::: Excerpted data
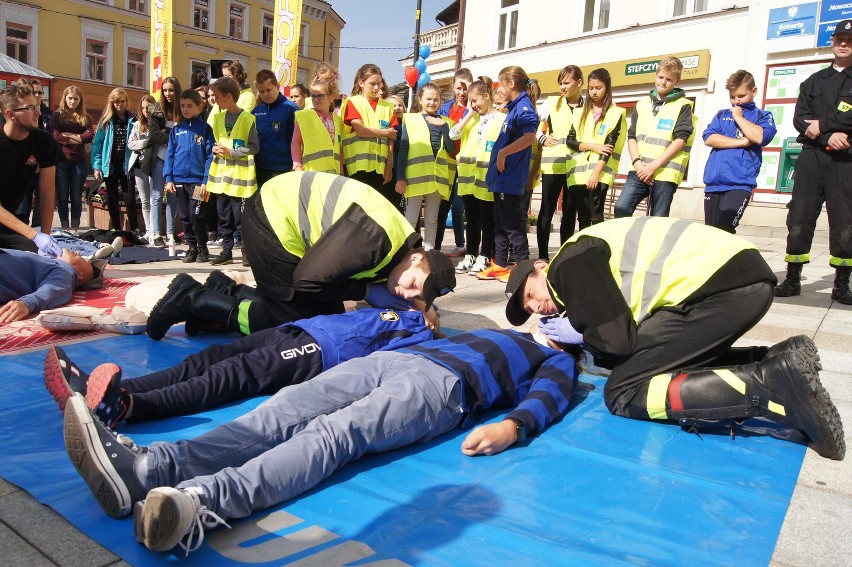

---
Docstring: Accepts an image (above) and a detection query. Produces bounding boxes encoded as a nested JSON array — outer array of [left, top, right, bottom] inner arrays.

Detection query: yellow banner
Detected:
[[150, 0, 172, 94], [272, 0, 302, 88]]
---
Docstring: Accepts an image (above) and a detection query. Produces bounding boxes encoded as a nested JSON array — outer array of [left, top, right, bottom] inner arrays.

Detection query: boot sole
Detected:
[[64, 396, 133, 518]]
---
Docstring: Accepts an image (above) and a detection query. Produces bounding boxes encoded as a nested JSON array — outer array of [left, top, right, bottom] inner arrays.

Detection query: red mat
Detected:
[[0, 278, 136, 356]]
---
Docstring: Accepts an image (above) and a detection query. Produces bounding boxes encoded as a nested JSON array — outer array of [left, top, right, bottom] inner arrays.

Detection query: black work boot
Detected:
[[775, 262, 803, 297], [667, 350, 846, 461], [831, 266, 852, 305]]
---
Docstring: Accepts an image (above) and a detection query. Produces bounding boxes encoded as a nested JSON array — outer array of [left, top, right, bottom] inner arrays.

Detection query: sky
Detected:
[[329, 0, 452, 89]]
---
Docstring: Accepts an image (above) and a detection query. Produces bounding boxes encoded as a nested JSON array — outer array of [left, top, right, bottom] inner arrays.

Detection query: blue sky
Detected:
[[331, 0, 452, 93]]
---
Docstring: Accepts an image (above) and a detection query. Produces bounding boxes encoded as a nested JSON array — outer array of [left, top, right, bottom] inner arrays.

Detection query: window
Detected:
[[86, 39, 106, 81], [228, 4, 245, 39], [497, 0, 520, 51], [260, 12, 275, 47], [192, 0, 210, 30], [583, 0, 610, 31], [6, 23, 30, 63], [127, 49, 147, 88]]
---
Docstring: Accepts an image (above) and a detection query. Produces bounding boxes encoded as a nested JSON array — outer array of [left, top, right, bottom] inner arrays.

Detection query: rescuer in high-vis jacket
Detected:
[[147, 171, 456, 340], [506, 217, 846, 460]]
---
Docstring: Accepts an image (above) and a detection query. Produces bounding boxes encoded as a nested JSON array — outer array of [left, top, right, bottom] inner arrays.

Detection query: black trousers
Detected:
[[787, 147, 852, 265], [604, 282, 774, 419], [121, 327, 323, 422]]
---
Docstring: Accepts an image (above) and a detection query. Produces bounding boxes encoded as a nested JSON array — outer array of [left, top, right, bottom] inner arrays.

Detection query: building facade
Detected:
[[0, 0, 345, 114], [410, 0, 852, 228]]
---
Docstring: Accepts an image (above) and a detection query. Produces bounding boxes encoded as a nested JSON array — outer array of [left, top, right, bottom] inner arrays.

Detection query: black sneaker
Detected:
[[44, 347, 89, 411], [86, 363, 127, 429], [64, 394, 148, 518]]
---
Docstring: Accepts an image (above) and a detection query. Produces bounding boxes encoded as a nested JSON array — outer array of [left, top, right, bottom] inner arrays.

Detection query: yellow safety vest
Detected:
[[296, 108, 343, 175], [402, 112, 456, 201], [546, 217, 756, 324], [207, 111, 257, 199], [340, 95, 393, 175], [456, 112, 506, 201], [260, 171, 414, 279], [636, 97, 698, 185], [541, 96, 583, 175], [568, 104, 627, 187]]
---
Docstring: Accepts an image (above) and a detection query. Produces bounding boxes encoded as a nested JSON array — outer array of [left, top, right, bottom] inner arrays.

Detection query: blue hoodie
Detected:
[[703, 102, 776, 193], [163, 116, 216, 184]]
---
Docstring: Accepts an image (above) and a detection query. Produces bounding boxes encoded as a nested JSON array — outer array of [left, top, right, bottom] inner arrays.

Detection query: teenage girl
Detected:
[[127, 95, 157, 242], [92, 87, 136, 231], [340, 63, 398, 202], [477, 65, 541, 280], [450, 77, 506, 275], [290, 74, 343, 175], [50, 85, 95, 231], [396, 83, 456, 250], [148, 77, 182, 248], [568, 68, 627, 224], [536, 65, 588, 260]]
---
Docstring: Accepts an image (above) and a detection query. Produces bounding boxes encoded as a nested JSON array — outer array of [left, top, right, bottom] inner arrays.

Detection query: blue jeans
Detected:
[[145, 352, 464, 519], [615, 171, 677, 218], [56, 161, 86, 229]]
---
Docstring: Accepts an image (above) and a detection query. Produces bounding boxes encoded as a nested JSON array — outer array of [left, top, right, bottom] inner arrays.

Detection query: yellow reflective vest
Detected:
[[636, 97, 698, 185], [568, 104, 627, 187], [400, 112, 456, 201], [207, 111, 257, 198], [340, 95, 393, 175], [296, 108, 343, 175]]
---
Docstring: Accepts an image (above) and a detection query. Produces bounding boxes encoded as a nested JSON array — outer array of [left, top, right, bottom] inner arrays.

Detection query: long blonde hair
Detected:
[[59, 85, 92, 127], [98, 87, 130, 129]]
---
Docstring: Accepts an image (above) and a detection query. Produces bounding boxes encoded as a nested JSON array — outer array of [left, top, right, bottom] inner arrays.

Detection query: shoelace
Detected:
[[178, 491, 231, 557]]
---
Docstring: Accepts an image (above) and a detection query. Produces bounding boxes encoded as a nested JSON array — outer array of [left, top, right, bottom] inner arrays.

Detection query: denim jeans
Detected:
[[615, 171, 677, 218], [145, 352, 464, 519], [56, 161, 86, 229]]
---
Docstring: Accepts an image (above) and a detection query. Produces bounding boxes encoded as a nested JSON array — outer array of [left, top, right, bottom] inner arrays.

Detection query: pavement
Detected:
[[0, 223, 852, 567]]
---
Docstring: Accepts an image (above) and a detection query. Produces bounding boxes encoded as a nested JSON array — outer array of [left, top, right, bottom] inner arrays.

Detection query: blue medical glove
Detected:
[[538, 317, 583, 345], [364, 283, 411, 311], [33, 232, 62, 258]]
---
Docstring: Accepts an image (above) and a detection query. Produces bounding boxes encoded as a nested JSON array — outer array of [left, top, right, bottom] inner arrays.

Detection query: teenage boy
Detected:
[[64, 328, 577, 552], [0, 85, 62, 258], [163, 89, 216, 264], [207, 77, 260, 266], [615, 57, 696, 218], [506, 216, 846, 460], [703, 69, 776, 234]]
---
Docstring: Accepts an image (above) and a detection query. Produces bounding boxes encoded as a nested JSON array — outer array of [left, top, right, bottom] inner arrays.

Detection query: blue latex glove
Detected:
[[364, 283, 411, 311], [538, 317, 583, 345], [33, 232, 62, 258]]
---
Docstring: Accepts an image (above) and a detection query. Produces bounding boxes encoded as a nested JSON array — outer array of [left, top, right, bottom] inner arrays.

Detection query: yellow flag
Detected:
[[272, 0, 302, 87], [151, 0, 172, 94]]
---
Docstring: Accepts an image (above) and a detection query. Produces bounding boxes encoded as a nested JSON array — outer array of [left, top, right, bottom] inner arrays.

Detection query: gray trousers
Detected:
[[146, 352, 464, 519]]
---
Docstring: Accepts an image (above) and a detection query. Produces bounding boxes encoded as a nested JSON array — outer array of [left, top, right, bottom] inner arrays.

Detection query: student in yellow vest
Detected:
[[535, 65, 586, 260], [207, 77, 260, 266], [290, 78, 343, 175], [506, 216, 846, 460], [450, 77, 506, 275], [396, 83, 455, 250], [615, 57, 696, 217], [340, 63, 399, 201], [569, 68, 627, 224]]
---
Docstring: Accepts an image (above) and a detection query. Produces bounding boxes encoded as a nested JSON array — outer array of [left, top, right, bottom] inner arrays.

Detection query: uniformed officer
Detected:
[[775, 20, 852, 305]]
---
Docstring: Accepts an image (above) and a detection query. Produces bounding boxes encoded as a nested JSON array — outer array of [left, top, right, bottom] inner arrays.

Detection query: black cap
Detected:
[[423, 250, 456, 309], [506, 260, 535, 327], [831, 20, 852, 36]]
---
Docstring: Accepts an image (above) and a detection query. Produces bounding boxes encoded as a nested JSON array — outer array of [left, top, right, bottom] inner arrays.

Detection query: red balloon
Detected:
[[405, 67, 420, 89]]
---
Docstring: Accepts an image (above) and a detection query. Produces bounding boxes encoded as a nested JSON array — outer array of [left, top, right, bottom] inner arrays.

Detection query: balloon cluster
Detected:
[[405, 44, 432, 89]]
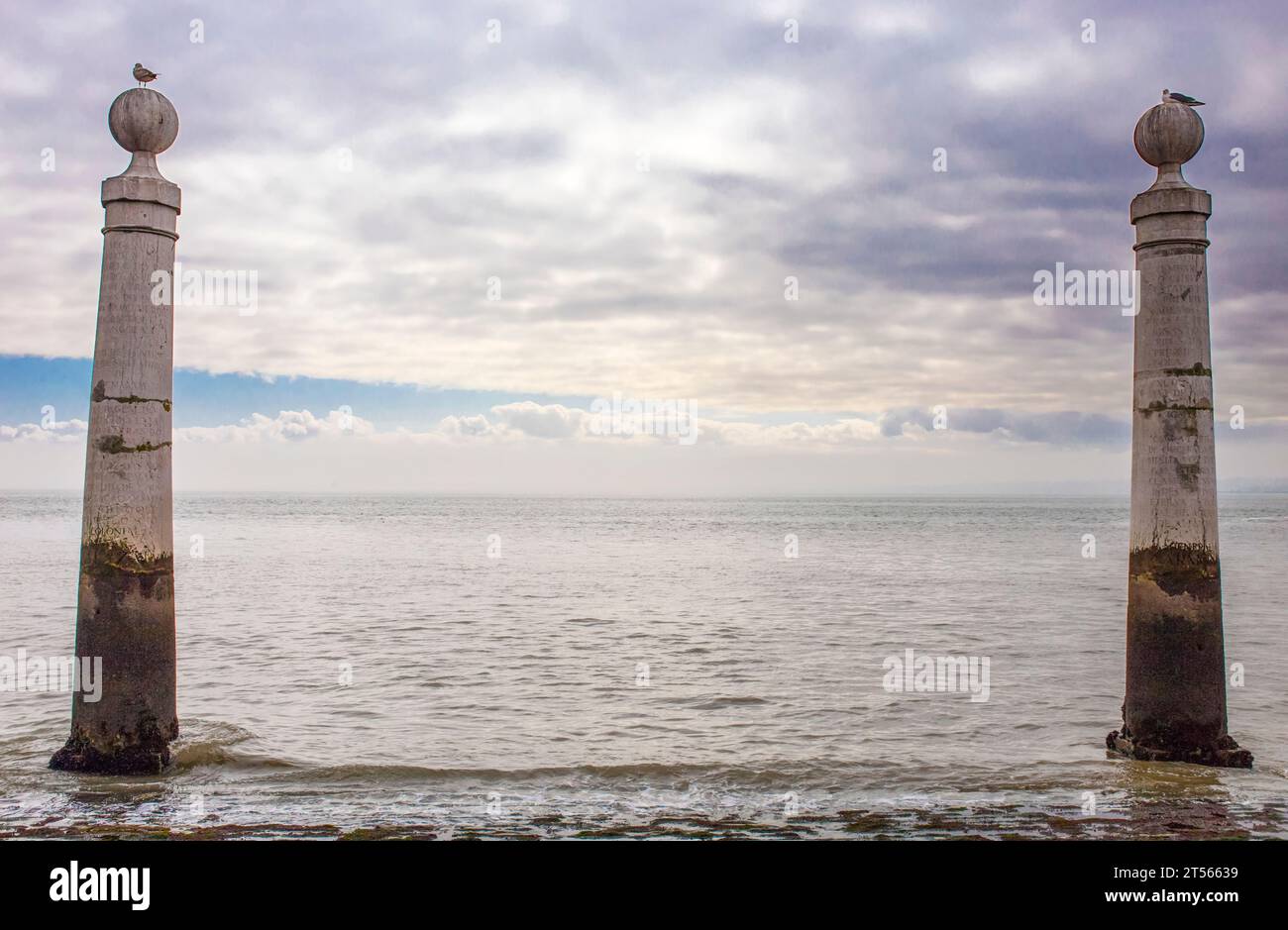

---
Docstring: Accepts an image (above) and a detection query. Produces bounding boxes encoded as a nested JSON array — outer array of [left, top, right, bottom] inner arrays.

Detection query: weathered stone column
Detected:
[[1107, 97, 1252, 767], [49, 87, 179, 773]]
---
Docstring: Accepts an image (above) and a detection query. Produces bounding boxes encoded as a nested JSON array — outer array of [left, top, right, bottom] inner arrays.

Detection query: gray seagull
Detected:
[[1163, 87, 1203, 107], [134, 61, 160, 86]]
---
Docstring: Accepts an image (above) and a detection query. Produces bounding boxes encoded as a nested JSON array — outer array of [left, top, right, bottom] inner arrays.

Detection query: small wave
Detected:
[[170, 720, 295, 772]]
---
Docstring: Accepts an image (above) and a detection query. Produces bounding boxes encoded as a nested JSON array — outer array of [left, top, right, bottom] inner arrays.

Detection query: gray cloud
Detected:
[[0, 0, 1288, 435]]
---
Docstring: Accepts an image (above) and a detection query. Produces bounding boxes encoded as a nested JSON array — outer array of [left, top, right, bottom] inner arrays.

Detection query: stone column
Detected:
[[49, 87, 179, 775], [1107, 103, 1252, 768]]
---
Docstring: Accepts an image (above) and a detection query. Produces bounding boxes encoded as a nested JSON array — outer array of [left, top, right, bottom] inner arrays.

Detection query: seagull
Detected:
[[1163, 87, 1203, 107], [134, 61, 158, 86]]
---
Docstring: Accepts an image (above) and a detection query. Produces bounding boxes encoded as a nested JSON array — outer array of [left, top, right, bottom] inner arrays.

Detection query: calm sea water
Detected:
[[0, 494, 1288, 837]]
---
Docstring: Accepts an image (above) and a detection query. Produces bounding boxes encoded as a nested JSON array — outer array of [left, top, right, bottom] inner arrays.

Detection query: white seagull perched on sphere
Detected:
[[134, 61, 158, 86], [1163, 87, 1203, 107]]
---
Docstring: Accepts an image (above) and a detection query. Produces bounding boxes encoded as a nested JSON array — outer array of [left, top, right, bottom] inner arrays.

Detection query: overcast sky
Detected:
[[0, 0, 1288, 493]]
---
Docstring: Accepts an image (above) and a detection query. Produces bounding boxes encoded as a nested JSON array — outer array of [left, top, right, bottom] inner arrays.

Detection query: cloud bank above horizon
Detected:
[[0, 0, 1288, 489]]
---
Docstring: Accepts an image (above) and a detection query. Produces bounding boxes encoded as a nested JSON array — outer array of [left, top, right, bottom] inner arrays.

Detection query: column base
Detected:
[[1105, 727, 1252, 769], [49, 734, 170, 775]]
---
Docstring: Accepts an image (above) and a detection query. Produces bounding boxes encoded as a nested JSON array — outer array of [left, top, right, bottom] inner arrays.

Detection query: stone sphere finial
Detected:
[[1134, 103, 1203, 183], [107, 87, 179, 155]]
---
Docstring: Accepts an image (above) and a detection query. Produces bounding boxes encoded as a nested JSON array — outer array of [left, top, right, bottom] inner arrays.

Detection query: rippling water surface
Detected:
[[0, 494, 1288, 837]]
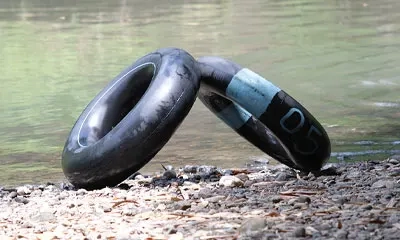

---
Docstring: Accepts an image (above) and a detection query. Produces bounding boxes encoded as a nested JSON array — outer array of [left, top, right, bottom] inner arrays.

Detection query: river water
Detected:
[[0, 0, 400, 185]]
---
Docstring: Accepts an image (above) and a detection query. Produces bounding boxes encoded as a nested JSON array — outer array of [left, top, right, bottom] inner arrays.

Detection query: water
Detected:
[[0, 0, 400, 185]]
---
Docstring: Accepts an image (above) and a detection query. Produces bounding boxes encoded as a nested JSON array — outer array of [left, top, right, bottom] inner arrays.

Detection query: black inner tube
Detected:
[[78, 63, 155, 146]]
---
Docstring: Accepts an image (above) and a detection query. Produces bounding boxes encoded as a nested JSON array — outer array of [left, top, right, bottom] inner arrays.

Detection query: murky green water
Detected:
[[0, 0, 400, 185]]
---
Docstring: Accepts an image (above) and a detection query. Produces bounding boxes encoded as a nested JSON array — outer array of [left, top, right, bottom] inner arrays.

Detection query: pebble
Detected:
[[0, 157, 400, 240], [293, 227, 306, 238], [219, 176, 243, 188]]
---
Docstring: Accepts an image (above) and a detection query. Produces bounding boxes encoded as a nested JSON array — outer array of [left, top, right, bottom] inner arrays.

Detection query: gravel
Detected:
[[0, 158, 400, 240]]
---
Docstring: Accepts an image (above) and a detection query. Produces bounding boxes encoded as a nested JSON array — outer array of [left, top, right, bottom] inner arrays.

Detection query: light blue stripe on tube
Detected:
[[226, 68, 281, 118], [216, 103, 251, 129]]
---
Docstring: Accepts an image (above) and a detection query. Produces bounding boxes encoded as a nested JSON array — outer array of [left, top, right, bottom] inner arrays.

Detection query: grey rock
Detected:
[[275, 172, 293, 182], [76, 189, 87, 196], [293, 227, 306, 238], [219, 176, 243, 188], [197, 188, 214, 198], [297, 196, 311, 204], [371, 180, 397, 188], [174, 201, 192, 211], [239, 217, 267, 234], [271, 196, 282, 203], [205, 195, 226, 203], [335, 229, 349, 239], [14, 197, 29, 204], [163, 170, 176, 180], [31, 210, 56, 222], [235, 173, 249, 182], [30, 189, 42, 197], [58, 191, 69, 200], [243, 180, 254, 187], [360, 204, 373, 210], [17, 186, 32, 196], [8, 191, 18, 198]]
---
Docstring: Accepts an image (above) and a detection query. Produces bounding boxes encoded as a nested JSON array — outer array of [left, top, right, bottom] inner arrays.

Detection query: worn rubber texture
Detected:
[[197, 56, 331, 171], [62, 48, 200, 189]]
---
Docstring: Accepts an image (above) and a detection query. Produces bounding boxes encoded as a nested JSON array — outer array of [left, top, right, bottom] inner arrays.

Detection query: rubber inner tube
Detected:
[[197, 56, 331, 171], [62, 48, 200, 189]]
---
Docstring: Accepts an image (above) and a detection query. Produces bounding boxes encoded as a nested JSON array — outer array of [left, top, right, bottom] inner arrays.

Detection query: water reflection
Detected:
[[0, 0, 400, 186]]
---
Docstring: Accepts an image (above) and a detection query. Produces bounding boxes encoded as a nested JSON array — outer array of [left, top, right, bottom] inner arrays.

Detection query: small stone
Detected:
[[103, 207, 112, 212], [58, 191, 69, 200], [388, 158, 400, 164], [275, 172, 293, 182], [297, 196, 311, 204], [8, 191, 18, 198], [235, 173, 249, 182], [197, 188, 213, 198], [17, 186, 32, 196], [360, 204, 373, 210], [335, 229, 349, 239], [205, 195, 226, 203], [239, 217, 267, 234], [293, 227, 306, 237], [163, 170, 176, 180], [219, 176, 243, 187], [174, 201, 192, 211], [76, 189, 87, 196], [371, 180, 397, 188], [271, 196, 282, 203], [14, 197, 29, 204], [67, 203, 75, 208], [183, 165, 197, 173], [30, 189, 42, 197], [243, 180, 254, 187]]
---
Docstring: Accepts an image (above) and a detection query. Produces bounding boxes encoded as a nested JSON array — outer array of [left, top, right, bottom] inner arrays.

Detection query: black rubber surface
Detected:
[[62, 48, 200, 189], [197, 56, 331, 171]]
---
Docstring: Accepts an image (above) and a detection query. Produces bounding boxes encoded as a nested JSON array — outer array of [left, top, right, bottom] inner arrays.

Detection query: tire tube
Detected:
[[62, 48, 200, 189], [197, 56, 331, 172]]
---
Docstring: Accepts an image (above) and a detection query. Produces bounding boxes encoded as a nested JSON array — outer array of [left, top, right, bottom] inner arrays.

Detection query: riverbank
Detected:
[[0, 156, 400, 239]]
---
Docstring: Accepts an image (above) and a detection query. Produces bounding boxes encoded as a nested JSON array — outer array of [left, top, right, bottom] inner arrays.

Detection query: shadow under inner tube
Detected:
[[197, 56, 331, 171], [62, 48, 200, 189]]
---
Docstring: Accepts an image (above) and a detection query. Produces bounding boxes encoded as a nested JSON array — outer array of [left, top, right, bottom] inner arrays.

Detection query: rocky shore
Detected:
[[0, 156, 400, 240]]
::::::
Please reproduce the records starting at the beginning and ending at the line containing "49, 147, 88]]", swapping every "Docstring" for "Description" and keeping everything else unchanged. Leave the pictures out.

» Full output
---
Description: Accepts an image (above) and a detection query. Produces bounding boxes encoded as a nested JSON array — outer array of [left, top, right, bottom] inner arrays.

Detection query: yellow banner
Detected:
[[150, 0, 172, 94], [272, 0, 302, 88]]
---
Description: Accepts an image (above) and a detection query. Produces bounding boxes encoded as a nested JSON array — outer array of [left, top, right, bottom] inner arrays.

Detection query: boot sole
Detected:
[[64, 396, 133, 518]]
---
Description: Accepts an image (above) and a detection query. Produces bounding boxes encoded as a nested JSON array — outer array of [left, top, right, bottom] inner arrays.

Detection query: red mat
Detected:
[[0, 278, 136, 356]]
---
Description: Accepts an image (above) and a detection query. Produces bounding boxes encoded as a nested JSON array — outer array of [left, top, right, bottom] inner arrays.

Detection query: black work boot
Detected:
[[775, 262, 803, 297], [667, 350, 846, 461], [831, 266, 852, 305]]
---
Description: Accepts an image (above) and a detection query. Produces bounding boxes encoded as a nested JSON array — outer array of [left, top, right, bottom] inner arrays.

Detection query: sky
Detected:
[[329, 0, 452, 89]]
---
Description: Accepts an image (above) and a detection query. Produces bounding boxes encoded as a nested JSON array — outer array of [left, top, right, bottom] inner arrays.

Detection query: blue sky
Detected:
[[331, 0, 452, 93]]
---
Description: Accepts an image (above) and a detection query. Produces bounding boxes encoded as a nested JSON array — outer array of [left, top, right, bottom] inner arrays.

Detection query: window
Detected:
[[86, 39, 106, 81], [228, 4, 245, 39], [497, 0, 520, 51], [260, 12, 275, 47], [192, 0, 210, 30], [583, 0, 610, 31], [6, 23, 30, 63], [127, 49, 147, 88]]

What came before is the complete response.